* [BRIEF] What is needed is an exact copy of all the records.

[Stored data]
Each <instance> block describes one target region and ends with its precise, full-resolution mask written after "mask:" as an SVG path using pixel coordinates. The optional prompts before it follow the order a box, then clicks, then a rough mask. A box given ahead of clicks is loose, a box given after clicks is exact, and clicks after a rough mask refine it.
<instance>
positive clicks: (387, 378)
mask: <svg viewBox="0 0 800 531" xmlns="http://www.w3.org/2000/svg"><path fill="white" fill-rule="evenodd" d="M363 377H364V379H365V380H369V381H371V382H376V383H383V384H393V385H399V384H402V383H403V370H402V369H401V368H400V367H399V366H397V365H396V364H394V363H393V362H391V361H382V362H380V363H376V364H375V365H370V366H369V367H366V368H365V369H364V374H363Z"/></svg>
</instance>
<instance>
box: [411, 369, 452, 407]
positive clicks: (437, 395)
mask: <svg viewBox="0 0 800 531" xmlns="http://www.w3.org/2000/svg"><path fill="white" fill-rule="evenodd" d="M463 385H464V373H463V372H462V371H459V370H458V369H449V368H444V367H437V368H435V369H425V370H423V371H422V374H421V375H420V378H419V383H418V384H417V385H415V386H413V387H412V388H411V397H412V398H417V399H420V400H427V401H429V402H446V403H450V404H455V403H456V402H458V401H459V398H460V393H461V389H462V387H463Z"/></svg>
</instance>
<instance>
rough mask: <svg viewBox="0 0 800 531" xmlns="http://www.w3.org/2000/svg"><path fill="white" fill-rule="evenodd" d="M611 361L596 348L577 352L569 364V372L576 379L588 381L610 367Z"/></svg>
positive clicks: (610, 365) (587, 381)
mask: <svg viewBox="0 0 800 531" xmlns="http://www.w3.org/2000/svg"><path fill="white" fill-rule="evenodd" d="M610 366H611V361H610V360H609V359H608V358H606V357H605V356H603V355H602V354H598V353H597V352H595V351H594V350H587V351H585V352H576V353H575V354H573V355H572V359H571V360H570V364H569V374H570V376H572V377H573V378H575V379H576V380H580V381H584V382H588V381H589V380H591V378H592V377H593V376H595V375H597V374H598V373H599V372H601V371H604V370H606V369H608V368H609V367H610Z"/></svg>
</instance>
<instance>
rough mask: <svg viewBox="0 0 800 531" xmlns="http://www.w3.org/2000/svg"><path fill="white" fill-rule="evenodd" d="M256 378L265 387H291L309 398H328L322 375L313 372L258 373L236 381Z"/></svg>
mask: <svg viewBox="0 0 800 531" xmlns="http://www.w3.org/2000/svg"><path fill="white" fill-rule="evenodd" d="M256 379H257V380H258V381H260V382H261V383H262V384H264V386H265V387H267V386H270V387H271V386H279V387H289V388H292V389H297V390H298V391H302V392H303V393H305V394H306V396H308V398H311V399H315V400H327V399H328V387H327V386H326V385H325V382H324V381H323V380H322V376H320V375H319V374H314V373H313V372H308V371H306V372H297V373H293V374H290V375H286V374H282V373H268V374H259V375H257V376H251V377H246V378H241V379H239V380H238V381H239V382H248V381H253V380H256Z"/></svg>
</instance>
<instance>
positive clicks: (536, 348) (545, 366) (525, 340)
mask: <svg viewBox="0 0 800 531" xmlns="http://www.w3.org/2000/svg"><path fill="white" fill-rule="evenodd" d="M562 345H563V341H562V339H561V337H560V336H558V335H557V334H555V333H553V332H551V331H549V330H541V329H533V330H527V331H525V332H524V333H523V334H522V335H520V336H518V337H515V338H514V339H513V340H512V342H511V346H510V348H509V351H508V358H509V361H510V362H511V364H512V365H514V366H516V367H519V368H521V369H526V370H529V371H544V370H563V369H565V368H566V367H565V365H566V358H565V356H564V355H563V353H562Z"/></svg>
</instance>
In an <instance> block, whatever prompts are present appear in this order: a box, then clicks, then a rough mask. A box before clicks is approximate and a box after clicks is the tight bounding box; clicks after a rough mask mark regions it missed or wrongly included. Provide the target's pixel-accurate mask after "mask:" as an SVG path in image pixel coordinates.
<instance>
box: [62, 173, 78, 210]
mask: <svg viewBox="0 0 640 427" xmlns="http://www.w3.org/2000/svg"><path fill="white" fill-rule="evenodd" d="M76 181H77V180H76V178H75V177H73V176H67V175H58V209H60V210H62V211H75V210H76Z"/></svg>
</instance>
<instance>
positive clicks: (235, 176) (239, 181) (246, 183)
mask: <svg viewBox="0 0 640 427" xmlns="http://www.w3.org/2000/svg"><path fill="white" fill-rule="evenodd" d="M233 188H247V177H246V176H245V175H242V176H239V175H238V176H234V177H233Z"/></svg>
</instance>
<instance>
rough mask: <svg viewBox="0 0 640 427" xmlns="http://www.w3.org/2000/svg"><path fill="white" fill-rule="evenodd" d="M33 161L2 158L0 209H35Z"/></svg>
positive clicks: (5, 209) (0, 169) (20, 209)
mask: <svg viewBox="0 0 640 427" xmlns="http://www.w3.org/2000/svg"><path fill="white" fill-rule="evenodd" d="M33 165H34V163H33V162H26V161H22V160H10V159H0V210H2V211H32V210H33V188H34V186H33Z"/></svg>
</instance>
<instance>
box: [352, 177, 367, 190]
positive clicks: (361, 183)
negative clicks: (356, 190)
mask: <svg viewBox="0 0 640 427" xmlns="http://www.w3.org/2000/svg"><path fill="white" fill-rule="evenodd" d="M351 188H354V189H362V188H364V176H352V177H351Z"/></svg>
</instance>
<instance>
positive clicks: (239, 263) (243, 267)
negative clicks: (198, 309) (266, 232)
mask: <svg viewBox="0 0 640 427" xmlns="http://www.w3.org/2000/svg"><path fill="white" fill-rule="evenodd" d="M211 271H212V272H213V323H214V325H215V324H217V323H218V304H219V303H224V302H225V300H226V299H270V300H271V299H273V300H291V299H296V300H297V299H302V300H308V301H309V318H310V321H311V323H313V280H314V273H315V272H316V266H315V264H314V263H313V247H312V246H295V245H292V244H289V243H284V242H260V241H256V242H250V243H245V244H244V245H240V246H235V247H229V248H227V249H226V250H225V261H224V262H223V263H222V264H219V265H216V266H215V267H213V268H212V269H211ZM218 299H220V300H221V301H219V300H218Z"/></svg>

* [ANSWER TO THIS TASK]
Each <instance> block describes one target region and ends with its precise, full-resolution mask written after "mask:" as an SVG path using pixel coordinates. The optional prompts before it follow the order a box, then clicks, then a rough mask. A box given ahead of clicks is loose, a box given after clicks is exact, and clicks after a rough mask refine it.
<instance>
positive clicks: (387, 378)
mask: <svg viewBox="0 0 800 531" xmlns="http://www.w3.org/2000/svg"><path fill="white" fill-rule="evenodd" d="M363 377H364V379H365V380H369V381H371V382H376V383H383V384H393V385H399V384H402V383H403V370H402V369H401V368H400V367H399V366H397V365H396V364H394V363H393V362H391V361H382V362H380V363H376V364H375V365H370V366H369V367H366V368H365V369H364V374H363Z"/></svg>
</instance>
<instance>
box: [411, 369, 452, 407]
positive clicks: (437, 395)
mask: <svg viewBox="0 0 800 531" xmlns="http://www.w3.org/2000/svg"><path fill="white" fill-rule="evenodd" d="M463 385H464V373H463V372H462V371H459V370H458V369H449V368H444V367H437V368H435V369H425V370H423V371H422V374H421V375H420V378H419V383H418V384H417V385H415V386H413V387H412V388H411V397H412V398H417V399H420V400H427V401H429V402H446V403H450V404H455V403H456V402H458V401H459V398H460V393H461V389H462V387H463Z"/></svg>
</instance>
<instance>
rough mask: <svg viewBox="0 0 800 531" xmlns="http://www.w3.org/2000/svg"><path fill="white" fill-rule="evenodd" d="M611 361L596 348L577 352L569 364V372L576 379L588 381L610 367Z"/></svg>
positive clicks: (610, 365) (587, 381)
mask: <svg viewBox="0 0 800 531" xmlns="http://www.w3.org/2000/svg"><path fill="white" fill-rule="evenodd" d="M610 366H611V361H610V360H609V359H608V358H606V357H605V356H603V355H602V354H598V353H597V352H595V351H594V350H587V351H585V352H576V353H575V354H573V355H572V359H571V360H570V364H569V374H570V376H572V377H573V378H575V379H576V380H580V381H584V382H588V381H589V380H591V378H592V377H593V376H595V375H597V374H598V373H599V372H601V371H604V370H606V369H608V368H609V367H610Z"/></svg>
</instance>
<instance>
rough mask: <svg viewBox="0 0 800 531" xmlns="http://www.w3.org/2000/svg"><path fill="white" fill-rule="evenodd" d="M256 378L265 387H291L309 398H328L322 375L313 372L258 373L236 381Z"/></svg>
mask: <svg viewBox="0 0 800 531" xmlns="http://www.w3.org/2000/svg"><path fill="white" fill-rule="evenodd" d="M256 379H257V380H258V381H260V382H261V383H262V384H264V386H265V387H267V386H270V387H271V386H279V387H289V388H292V389H297V390H298V391H302V392H303V393H305V394H306V396H308V398H311V399H315V400H327V399H328V387H327V386H326V385H325V382H324V381H323V380H322V376H320V375H319V374H314V373H313V372H308V371H306V372H297V373H293V374H290V375H286V374H282V373H268V374H259V375H257V376H251V377H246V378H241V379H239V380H238V381H239V382H248V381H253V380H256Z"/></svg>
</instance>
<instance>
positive clicks: (536, 348) (545, 366) (525, 340)
mask: <svg viewBox="0 0 800 531" xmlns="http://www.w3.org/2000/svg"><path fill="white" fill-rule="evenodd" d="M562 345H563V341H562V339H561V337H560V336H558V335H557V334H555V333H553V332H551V331H549V330H541V329H533V330H527V331H525V332H524V333H523V334H522V335H520V336H518V337H515V338H514V339H513V340H512V342H511V346H510V348H509V351H508V358H509V361H510V362H511V364H512V365H514V366H516V367H519V368H521V369H526V370H529V371H544V370H563V369H565V368H566V367H565V365H566V358H565V356H564V355H563V353H562Z"/></svg>
</instance>
In an <instance> block, whatever prompts are present appear in this order: a box, then clicks, then a rough mask. A box before clicks is approximate and a box after clicks is the tight bounding box; clicks after a rough mask mark regions it missed or wrongly included. Provide the target's pixel-accurate mask after "mask:" as an SVG path in image pixel coordinates.
<instance>
box: [62, 173, 78, 210]
mask: <svg viewBox="0 0 640 427" xmlns="http://www.w3.org/2000/svg"><path fill="white" fill-rule="evenodd" d="M76 181H77V180H76V178H75V177H73V176H67V175H58V209H60V210H62V211H75V210H76Z"/></svg>
</instance>
<instance>
positive clicks: (235, 176) (239, 181) (246, 183)
mask: <svg viewBox="0 0 640 427" xmlns="http://www.w3.org/2000/svg"><path fill="white" fill-rule="evenodd" d="M233 188H247V177H246V176H245V175H242V176H239V175H238V176H234V177H233Z"/></svg>
</instance>
<instance>
rough mask: <svg viewBox="0 0 640 427" xmlns="http://www.w3.org/2000/svg"><path fill="white" fill-rule="evenodd" d="M33 161L2 158L0 209H35Z"/></svg>
positive clicks: (5, 209) (0, 169) (20, 209)
mask: <svg viewBox="0 0 640 427" xmlns="http://www.w3.org/2000/svg"><path fill="white" fill-rule="evenodd" d="M33 165H34V163H33V162H26V161H22V160H10V159H0V210H2V211H32V210H33V188H34V186H33Z"/></svg>
</instance>
<instance>
box: [352, 177, 367, 190]
positive clicks: (361, 183)
negative clicks: (356, 190)
mask: <svg viewBox="0 0 640 427" xmlns="http://www.w3.org/2000/svg"><path fill="white" fill-rule="evenodd" d="M351 188H354V189H362V188H364V176H352V177H351Z"/></svg>
</instance>
<instance>
positive clicks: (239, 263) (243, 267)
negative clicks: (198, 309) (266, 232)
mask: <svg viewBox="0 0 640 427" xmlns="http://www.w3.org/2000/svg"><path fill="white" fill-rule="evenodd" d="M211 271H212V272H213V323H214V325H215V324H217V323H218V304H219V303H224V302H225V300H226V299H270V300H271V299H273V300H291V299H296V300H297V299H302V300H308V301H309V318H310V321H311V323H313V280H314V273H315V272H316V266H315V264H314V263H313V247H312V246H295V245H292V244H289V243H284V242H260V241H256V242H250V243H245V244H244V245H240V246H235V247H229V248H227V249H226V250H225V261H224V262H223V263H222V264H219V265H216V266H215V267H213V268H212V269H211ZM218 299H220V300H221V301H219V300H218Z"/></svg>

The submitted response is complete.